▸ **Problem statement**
Pull out the passage of the reflection below that begins at the words "On the way to" and stops after "may be also.", and copy it without any change.

▸ **Excerpt to read**
***
This is the first thing to hold on to. Faith in God. It’s not helpful to try to work out some kind of ‘theology of God’ that answers all those raging questions. Instead hold on to believing in the God that has been revealed in Bible in favourite hymns, through the church down through the ages. Keep on believing in God.
But that is easier said than done.
And so I want to move on to the second of my reflections.
Ian called the little booklet he wrote ‘A Journey with Jesus’. He speaks movingly of the way he and Beryl felt they were not alone in the often frightening journey they had to make.
In John 14 Jesus goes on to say,
Do not let your hearts be troubled.
Believe in God, believe also in me.
In my Father’s house there are many dwelling places.
If it were not so, would I have told you that I go to prepare a place for you?
And if I go and prepare a place for you,
I will come again and will take you to myself.
On the way to the car-park to climb Earl’s Hill we passed a cottage where one of our older members had lived. I well remember visiting her in hospital, when we thought she was dying. Indeed it seemed that she had died. But she pulled through … and subsequently spoke of that sense of walking down a long passageway, a tunnel with a sense of not being alone, but with light drawing her on.
That stuck with me. It meant a lot to Ian and Beryl. The journey to death and what is beyond is a journey we do not make on our own. Friends and family can accompany us so far on the way. But there comes a point when we have to go further. At that point Jesus is with us alongside us accompanying us, leading us home.
I will come again and take you to myself,
so that where I am there you may be also.
***
▸ **Records shown**

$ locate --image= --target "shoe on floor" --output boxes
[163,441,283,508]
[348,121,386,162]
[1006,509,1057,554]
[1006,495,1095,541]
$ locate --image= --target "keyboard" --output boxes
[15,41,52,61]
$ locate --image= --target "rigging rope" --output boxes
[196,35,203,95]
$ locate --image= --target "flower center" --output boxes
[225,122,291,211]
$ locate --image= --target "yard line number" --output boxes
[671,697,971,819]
***
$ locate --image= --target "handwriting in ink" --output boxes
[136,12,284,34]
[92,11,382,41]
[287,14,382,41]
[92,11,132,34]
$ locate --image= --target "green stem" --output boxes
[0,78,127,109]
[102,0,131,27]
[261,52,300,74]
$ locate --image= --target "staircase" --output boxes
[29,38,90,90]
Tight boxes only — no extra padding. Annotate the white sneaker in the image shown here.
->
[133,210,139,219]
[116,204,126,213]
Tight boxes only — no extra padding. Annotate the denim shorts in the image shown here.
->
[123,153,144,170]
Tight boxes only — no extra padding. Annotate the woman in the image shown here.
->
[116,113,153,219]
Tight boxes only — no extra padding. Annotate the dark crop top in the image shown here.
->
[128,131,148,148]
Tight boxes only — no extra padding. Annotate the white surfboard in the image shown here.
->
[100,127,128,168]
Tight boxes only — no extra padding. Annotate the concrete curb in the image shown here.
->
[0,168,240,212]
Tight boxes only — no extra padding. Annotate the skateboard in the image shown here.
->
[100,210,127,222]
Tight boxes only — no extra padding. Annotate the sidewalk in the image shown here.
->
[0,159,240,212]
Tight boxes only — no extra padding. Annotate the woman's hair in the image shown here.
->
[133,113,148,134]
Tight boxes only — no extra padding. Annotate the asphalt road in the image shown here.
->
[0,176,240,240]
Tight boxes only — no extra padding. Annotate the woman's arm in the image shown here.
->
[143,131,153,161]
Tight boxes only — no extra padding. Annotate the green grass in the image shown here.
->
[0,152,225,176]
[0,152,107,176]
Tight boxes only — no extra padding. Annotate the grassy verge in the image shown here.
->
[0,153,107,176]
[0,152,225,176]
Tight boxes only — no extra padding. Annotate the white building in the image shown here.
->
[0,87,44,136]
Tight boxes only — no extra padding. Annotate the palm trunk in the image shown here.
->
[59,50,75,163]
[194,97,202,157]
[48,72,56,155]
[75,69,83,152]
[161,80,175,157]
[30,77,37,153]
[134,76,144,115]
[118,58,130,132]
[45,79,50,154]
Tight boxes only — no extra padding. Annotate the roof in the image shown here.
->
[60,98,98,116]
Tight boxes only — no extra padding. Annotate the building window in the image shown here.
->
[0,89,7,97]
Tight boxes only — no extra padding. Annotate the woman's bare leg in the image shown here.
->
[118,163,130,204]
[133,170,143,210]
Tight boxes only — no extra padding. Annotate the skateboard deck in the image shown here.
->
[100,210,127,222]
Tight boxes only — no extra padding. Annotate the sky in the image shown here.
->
***
▸ **Written solution**
On the way to the car-park to climb Earl’s Hill we passed a cottage where one of our older members had lived. I well remember visiting her in hospital, when we thought she was dying. Indeed it seemed that she had died. But she pulled through … and subsequently spoke of that sense of walking down a long passageway, a tunnel with a sense of not being alone, but with light drawing her on.
That stuck with me. It meant a lot to Ian and Beryl. The journey to death and what is beyond is a journey we do not make on our own. Friends and family can accompany us so far on the way. But there comes a point when we have to go further. At that point Jesus is with us alongside us accompanying us, leading us home.
I will come again and take you to myself,
so that where I am there you may be also.